**抜粋**
★ ★ ★

画像-2 映画「七人の侍」より箙を背負った野伏


 肩から矢を扇状に抜いて弓につがえる場合、脇から抜くよりも動作が大きく印象に残る。黒澤監督は史実に照らして演出されたのかも知れないが、言われてみればちょっとオーバーで格好良すぎる。実際、「蜘蛛巣城」で洪水のように矢を射かけらるラストシーンや、「乱」の冒頭の狩猟シーンでは腰に箙を付けており、肩から矢を抜く動作は描かれていない。
 いずれにしても、宮崎監督のディテールに関するすさまじい記憶力には驚かざるを得ない。宮崎監督は、この件に関して同書で「黒澤監督の話を参考にするほど図々しくはない」「自分で勉強する」と語っており、その後も調査を行ったようである。実はこの疑問には、「もののけ姫」で回答が出されている。
 「もののけ姫」の主人公であるエミシの少年・アシタカは、「矢筒」を背負っているのだ。アシタカは、冒頭のタタリ神(ナゴの守)を倒すシーンから、肩から矢を抜いて射る。蓑のフル装備でヤックルに乗る時には矢筒を腰に吊り下げ、下から矢をつがえているが、後半は専ら肩から抜くスタイルで格好良く射ている。一方、物語のあちこちで登場するアサノ軍ら雑兵は、全て腰にくくりつけた箙で、腰の下から矢を引っ張り出してつがえている。


画像-3 1293年頃に描かれた「蒙古襲来絵巻」(宮内庁所蔵)より
元軍の衣裳や矢筒などは明かに異民族のもの。右端で炸裂しているのは手投げ式の火薬弾。

★ ★ ★

**取り組む課題**
1/ 抜粋の「画像-2 映画「七人の侍」より箙を背負った野伏」から「け姫」で回答が出されている。」までを、一字も変えずに書き出すこと。
2/ エントリーのうち「Draw the outline of every instance of the patterned」を含む行から「[[[90,139],[66,169],[163,170],[172,167],[150,139]]]」を含む行までを、「patterned area rug」を「woven floor mat」に入れ替え、それ以外は変えずに書き出すこと。示すのはこの範囲の行だけとする。
抜粋とエントリーは、互いに関係のない別々の資料である。

**エントリー一覧**

★ ★ ★

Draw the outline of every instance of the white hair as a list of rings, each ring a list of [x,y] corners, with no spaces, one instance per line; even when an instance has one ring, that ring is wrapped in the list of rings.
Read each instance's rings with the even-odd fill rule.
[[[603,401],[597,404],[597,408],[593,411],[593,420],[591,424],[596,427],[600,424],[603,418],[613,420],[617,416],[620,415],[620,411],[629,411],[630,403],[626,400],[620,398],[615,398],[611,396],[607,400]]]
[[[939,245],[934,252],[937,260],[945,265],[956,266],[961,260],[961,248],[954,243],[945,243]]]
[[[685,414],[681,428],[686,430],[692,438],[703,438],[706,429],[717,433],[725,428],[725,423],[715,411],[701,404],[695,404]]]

★ ★ ★

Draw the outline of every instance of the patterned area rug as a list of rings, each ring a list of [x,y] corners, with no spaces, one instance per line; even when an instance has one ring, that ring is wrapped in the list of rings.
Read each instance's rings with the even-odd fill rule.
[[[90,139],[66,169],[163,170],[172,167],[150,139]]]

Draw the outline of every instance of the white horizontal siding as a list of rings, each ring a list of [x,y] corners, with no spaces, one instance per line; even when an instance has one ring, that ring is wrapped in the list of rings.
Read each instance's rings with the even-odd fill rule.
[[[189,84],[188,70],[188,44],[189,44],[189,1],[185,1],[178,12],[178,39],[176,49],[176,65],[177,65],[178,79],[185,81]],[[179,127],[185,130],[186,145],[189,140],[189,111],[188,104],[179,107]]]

★ ★ ★

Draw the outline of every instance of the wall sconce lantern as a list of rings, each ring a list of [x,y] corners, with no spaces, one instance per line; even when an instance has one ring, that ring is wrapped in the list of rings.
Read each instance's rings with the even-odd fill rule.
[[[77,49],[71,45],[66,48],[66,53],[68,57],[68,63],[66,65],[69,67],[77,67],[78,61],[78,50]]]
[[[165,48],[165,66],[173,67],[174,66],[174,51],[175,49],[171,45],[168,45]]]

★ ★ ★

**解答一覧**
1/
画像-2 映画「七人の侍」より箙を背負った野伏


 肩から矢を扇状に抜いて弓につがえる場合、脇から抜くよりも動作が大きく印象に残る。黒澤監督は史実に照らして演出されたのかも知れないが、言われてみればちょっとオーバーで格好良すぎる。実際、「蜘蛛巣城」で洪水のように矢を射かけらるラストシーンや、「乱」の冒頭の狩猟シーンでは腰に箙を付けており、肩から矢を抜く動作は描かれていない。
 いずれにしても、宮崎監督のディテールに関するすさまじい記憶力には驚かざるを得ない。宮崎監督は、この件に関して同書で「黒澤監督の話を参考にするほど図々しくはない」「自分で勉強する」と語っており、その後も調査を行ったようである。実はこの疑問には、「もののけ姫」で回答が出されている。

2/
Draw the outline of every instance of the woven floor mat as a list of rings, each ring a list of [x,y] corners, with no spaces, one instance per line; even when an instance has one ring, that ring is wrapped in the list of rings.
Read each instance's rings with the even-odd fill rule.
[[[90,139],[66,169],[163,170],[172,167],[150,139]]]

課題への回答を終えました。